§ Objective
In the interview below, condense the paragraph that begins "I was introduced to the wonders of machine learning" into a short bulleted list of its main facts.

§ Source document

+ + + + +

Lemons, Magic and Computer Vision
.png)
Alexey Tolkachev, a student of the Master of Data Science online programme, a leading data analyst, talked with us about his victory in the Agro Code hackathon, shared his impressions of the programme, and explained why he plans to pursue computer vision in the future.
Alexey Tolkachev
Master of Data Science student
— First of all, congratulations on winning the hackathon! Could you tell us a little about yourself and how you got started in data science?
Thank you! I’ve already spent almost a year in Sochi where I’m engaged in the development of the computer vision solutions for the Russian Railways.
I was introduced to the wonders of machine learning in Innopolis. I worked there for three and a half years. It’s hard to remember how I got there, but I think I heard about this field at a presentation of the laboratory of machine learning and data representation. At that time, I didn’t have much knowledge about software development (the very trip to Innopolis was planned to change activities from system administration to development), or about machine learning. That’s why the announced projects seemed to be some kind of computer magic. And who wouldn't want to do magic?

+ + + + +

§ Record list
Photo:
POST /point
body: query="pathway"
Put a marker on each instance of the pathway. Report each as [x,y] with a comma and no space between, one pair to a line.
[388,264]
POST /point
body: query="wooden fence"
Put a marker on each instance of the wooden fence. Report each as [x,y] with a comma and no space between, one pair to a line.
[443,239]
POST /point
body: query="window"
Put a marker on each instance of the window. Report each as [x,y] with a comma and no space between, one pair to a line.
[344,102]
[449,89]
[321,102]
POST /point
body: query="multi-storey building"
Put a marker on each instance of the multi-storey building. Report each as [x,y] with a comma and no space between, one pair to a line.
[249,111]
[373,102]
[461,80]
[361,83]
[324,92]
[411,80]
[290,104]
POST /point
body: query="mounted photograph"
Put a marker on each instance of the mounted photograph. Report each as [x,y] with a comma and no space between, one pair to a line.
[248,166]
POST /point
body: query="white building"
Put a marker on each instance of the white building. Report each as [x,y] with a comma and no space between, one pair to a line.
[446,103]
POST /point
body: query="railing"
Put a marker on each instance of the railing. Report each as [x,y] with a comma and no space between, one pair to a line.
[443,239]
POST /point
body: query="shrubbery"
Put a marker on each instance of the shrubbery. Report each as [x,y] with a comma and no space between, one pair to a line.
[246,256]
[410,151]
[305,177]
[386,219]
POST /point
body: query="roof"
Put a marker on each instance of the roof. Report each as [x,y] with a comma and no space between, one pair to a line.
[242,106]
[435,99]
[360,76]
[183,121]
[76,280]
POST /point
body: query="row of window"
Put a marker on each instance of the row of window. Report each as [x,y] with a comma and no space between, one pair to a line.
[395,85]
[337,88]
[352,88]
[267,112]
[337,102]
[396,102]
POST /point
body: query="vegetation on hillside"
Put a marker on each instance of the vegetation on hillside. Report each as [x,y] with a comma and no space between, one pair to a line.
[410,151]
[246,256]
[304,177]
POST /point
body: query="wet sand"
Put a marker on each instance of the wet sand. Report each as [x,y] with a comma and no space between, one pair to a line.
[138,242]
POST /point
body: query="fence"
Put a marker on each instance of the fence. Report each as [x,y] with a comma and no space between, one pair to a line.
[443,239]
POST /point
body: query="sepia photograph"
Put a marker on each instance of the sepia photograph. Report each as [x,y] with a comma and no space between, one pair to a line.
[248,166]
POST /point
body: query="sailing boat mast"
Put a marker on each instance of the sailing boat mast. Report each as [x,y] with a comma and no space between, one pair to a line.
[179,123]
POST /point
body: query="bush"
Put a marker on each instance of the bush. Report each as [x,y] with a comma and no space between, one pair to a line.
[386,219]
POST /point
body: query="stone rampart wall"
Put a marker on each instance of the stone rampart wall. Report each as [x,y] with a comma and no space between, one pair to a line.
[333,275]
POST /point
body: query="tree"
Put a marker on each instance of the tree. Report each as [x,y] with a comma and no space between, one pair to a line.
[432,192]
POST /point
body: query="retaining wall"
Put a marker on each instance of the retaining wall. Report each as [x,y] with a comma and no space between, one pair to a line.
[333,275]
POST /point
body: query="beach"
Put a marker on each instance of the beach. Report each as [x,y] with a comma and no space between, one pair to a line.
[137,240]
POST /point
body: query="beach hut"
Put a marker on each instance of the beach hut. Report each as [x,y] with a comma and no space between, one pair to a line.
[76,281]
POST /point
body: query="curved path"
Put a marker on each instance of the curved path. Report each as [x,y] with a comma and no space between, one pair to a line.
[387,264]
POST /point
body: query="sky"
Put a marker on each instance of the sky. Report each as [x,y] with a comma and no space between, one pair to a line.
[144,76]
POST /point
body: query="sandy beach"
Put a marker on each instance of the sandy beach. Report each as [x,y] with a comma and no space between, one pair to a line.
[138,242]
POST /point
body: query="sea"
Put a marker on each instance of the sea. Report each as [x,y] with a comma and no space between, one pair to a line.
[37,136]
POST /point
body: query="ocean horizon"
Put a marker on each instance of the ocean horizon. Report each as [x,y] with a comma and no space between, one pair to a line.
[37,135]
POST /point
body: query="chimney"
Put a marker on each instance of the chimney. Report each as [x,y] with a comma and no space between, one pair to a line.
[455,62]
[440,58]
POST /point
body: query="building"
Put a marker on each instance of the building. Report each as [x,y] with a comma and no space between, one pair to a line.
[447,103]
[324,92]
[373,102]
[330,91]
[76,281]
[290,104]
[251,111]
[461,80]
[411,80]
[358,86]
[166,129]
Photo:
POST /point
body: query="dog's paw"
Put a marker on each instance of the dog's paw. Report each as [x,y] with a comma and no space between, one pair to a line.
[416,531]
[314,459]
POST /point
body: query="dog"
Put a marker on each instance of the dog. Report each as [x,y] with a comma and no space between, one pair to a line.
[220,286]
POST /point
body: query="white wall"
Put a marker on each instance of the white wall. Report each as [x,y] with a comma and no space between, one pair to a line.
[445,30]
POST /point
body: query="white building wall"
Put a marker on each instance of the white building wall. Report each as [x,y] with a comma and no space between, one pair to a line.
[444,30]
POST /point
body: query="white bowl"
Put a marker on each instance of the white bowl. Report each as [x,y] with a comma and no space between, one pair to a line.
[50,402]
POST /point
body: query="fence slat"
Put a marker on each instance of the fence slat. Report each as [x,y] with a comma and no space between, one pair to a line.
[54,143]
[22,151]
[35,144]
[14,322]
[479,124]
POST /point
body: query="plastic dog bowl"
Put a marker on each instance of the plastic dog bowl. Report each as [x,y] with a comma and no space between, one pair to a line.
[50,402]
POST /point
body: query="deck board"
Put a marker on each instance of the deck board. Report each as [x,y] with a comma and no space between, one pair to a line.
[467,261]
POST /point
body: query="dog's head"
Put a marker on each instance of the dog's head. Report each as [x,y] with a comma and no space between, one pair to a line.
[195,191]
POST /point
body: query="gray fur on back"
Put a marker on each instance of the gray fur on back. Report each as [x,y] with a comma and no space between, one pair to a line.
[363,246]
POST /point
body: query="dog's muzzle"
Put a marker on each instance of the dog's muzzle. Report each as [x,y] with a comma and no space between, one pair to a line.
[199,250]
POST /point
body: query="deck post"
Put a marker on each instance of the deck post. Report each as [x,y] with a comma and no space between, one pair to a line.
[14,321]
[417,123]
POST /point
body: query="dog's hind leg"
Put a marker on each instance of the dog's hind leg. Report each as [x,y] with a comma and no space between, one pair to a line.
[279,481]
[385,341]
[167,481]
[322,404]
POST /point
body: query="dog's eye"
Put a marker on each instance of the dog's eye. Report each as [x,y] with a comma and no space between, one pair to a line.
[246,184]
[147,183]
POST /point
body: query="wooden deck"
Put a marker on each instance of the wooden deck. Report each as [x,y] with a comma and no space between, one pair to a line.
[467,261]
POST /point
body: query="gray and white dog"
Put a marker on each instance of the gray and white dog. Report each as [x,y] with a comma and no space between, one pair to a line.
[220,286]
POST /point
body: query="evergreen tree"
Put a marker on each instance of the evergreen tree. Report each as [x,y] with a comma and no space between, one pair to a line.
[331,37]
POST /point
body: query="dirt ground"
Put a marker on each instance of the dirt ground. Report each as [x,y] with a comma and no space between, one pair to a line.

+ + + + +

§ Written answer
- First encountered machine learning in Innopolis and worked there for three and a half years.
- Probably first heard of the field at a presentation by the laboratory of machine learning and data representation.
- Moved to Innopolis to switch from system administration to development.
- At the time, knew little about software development or machine learning.
- As a result, the announced projects seemed like computer magic, and that was appealing.